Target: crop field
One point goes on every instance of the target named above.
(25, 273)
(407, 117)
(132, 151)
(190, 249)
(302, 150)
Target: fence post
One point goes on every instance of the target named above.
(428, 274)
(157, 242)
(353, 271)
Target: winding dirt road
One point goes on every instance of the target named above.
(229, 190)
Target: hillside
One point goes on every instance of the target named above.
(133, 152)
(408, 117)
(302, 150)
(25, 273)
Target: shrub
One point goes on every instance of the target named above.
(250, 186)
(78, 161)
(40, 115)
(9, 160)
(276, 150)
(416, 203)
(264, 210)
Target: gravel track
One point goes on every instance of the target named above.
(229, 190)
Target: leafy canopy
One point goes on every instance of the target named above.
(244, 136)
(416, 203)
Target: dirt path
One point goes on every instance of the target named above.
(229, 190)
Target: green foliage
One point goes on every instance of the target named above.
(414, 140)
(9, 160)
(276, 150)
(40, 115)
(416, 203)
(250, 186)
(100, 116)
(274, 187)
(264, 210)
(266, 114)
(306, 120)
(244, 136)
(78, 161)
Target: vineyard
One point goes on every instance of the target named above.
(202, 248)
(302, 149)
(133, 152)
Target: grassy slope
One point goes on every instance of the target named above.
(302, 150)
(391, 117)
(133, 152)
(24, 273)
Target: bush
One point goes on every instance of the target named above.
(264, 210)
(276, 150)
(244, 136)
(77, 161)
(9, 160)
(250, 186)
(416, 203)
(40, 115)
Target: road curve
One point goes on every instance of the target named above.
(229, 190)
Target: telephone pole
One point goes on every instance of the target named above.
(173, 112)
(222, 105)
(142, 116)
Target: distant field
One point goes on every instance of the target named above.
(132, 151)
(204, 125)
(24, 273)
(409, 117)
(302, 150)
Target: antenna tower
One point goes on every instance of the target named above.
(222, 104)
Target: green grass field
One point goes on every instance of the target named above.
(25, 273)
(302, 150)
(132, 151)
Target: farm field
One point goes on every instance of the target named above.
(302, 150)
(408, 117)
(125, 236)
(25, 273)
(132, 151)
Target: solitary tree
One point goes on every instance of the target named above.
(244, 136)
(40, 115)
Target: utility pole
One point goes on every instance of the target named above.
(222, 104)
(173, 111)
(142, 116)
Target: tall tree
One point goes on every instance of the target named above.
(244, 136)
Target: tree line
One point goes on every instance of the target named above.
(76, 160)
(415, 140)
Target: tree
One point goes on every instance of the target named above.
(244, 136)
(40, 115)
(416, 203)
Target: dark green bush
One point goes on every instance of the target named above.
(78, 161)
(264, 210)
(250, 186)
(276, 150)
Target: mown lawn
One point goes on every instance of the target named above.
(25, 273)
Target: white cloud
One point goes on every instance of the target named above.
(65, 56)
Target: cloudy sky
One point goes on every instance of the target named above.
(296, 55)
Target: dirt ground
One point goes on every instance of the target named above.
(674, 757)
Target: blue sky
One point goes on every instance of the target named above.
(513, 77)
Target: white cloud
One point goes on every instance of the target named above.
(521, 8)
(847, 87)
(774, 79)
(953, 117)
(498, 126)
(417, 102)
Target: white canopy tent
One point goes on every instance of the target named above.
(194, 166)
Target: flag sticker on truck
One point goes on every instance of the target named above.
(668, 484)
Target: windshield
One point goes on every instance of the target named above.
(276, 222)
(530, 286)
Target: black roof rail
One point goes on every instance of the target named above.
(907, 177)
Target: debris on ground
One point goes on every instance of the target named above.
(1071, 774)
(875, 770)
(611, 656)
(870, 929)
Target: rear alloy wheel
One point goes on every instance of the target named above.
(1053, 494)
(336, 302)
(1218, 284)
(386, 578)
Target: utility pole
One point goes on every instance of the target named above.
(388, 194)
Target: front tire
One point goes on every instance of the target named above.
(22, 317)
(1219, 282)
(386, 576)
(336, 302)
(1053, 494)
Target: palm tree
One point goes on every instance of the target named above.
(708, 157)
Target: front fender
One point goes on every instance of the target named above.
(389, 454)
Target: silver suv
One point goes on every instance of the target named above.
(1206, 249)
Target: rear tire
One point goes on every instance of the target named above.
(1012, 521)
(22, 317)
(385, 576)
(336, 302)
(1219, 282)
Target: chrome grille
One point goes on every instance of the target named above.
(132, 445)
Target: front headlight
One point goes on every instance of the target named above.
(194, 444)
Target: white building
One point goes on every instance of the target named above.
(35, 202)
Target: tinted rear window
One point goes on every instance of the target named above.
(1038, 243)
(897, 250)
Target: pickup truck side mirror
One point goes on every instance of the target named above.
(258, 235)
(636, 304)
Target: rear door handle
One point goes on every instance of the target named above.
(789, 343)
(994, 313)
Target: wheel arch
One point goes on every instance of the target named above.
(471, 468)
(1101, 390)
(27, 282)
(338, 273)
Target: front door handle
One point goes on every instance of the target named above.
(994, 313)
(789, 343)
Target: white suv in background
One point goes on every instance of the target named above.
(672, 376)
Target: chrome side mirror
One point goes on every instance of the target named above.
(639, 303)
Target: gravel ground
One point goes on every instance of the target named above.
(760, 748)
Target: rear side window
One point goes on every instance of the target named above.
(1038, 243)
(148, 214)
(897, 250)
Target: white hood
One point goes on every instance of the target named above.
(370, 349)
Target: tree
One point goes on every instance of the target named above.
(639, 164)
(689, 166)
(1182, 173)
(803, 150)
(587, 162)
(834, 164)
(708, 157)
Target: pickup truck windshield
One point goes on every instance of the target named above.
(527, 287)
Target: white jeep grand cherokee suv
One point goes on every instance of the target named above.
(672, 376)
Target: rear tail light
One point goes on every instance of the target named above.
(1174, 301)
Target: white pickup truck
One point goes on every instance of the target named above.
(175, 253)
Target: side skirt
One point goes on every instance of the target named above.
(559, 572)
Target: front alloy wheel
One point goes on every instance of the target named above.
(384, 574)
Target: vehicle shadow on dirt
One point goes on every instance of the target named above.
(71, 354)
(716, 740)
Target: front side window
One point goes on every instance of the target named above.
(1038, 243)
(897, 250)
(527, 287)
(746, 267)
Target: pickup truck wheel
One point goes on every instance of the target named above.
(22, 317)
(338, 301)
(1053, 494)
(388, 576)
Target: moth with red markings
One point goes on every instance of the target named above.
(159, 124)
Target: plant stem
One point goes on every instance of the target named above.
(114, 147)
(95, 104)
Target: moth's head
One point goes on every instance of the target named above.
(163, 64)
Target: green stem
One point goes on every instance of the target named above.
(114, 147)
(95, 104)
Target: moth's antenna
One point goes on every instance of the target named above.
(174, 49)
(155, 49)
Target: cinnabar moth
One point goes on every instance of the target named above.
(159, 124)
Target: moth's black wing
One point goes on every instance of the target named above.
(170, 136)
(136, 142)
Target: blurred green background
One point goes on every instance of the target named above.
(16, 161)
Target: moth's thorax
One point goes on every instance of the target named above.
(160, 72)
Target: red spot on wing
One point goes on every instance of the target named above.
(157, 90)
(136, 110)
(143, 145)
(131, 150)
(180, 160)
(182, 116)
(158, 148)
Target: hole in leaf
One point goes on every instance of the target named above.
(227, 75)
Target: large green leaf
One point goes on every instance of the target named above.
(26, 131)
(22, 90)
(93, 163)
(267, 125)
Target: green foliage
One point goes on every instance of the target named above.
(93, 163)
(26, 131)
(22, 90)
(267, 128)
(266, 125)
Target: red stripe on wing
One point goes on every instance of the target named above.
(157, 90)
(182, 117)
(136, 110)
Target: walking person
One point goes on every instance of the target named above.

EXERCISE PROMPT: Given the word "stem", show every line of the records that contains it.

ANSWER TO THE PROBLEM:
Target: plant stem
Target: green stem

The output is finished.